This piece has been made in association with Zwift.
When Illi Gardner shares her advice on climbing, she who holds the women’s Everesting record and tops the Strava leaderboards for mythical ascents such as Alpe d’Huez and Mont Ventoux, it’s a wise idea to listen.
For here is not just one of Britain’s rising cycling stars, but someone who is on the verge of becoming an iconic figure in the world of climbing up mountains and hills.
But she’s not emerged into greatness because she has the Alps or the Pyrenees on her doorstep, long Alpine climbs on which she can practise on all year-round; no, she’s honed her immense climbing ability at home in South Wales, spinning away in her pain cave on Zwift.
“In the last two winters I didn’t ride outside very much and spent most of my time on Zwift,” she says. “And it’s a massive help for my climbing. It forces me to do efforts, whether that’s in Zwift races or not, and pushes me to push myself in the same way I would outdoors.

★ ★ ★ ★ ★

• _TASK BRIEF_: Set down the full passage about Illi Gardner's climbing word for word, leaving nothing out.

• _PROVIDED RECORDS_:
★ ★ ★ ★ ★

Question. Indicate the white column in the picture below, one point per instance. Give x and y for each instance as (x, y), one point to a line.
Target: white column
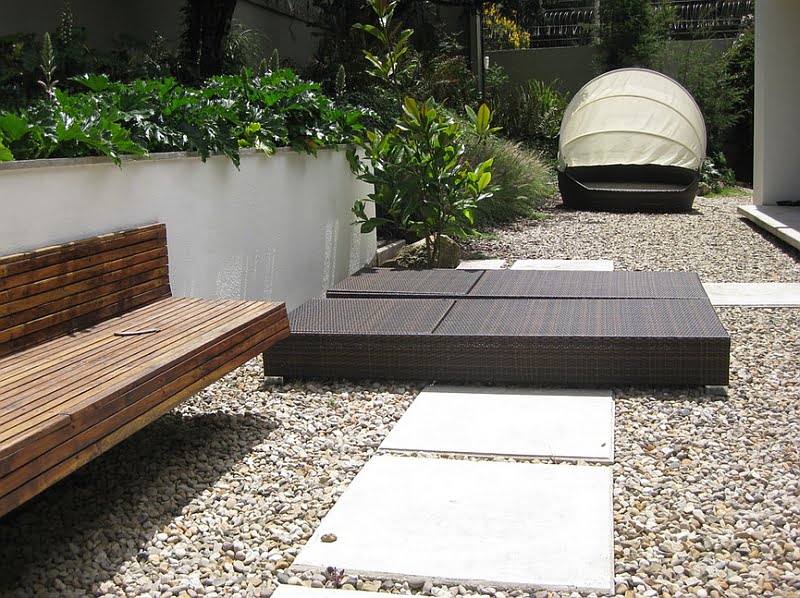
(776, 168)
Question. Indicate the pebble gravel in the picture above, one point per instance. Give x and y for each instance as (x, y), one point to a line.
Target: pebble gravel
(217, 497)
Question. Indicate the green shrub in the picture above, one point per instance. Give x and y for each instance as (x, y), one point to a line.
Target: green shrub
(702, 71)
(532, 114)
(423, 184)
(715, 174)
(228, 113)
(632, 33)
(522, 180)
(421, 176)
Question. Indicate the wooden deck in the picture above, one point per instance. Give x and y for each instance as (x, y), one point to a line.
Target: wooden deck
(68, 392)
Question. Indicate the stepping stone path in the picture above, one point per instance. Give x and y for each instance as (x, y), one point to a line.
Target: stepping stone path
(472, 523)
(481, 522)
(594, 265)
(481, 265)
(760, 294)
(499, 264)
(551, 424)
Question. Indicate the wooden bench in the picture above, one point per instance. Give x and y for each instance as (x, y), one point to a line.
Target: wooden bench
(93, 347)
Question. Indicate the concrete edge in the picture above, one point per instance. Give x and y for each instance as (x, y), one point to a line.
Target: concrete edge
(770, 224)
(388, 251)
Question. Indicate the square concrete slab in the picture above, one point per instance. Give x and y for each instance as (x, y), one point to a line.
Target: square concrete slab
(518, 525)
(481, 265)
(558, 424)
(761, 294)
(595, 265)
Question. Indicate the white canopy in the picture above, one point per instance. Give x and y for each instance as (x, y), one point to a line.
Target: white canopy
(632, 116)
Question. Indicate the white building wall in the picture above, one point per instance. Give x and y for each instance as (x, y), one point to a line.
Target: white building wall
(279, 229)
(777, 89)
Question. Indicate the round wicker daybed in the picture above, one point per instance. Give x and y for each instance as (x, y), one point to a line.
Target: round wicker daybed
(631, 139)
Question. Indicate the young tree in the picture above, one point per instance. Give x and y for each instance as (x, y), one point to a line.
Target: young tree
(207, 24)
(632, 33)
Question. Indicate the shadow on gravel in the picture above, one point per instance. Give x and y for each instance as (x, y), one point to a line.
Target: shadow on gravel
(103, 514)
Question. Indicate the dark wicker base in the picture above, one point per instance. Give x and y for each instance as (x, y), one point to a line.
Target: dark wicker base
(631, 188)
(527, 361)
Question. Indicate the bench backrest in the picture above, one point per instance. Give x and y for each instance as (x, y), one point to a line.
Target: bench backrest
(56, 290)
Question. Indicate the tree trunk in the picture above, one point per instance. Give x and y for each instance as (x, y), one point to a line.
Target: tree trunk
(208, 23)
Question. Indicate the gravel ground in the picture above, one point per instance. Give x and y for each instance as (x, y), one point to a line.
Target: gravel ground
(217, 498)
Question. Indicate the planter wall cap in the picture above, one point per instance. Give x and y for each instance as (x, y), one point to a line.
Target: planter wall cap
(90, 160)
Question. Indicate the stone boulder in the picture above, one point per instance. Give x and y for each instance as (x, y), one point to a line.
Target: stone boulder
(413, 256)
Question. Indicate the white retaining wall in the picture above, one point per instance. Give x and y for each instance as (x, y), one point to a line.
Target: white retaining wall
(279, 228)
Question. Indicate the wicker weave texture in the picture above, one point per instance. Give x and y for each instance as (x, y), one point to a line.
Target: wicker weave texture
(508, 360)
(533, 341)
(589, 285)
(520, 284)
(393, 317)
(385, 282)
(635, 318)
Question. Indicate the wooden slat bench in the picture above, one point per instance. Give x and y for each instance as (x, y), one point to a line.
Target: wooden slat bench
(93, 347)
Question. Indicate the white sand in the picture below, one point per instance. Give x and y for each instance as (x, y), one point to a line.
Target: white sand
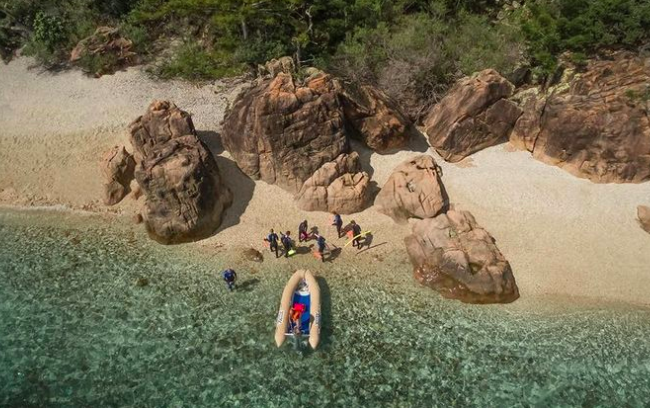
(562, 235)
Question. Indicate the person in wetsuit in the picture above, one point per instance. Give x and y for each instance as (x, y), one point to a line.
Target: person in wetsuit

★ ★ ★ ★ ★

• _TASK RESULT_:
This piece has been made in association with Zwift.
When Illi Gardner shares her advice on climbing, she who holds the women’s Everesting record and tops the Strava leaderboards for mythical ascents such as Alpe d’Huez and Mont Ventoux, it’s a wise idea to listen.
For here is not just one of Britain’s rising cycling stars, but someone who is on the verge of becoming an iconic figure in the world of climbing up mountains and hills.
But she’s not emerged into greatness because she has the Alps or the Pyrenees on her doorstep, long Alpine climbs on which she can practise on all year-round; no, she’s honed her immense climbing ability at home in South Wales, spinning away in her pain cave on Zwift.
“In the last two winters I didn’t ride outside very much and spent most of my time on Zwift,” she says. “And it’s a massive help for my climbing. It forces me to do efforts, whether that’s in Zwift races or not, and pushes me to push myself in the same way I would outdoors.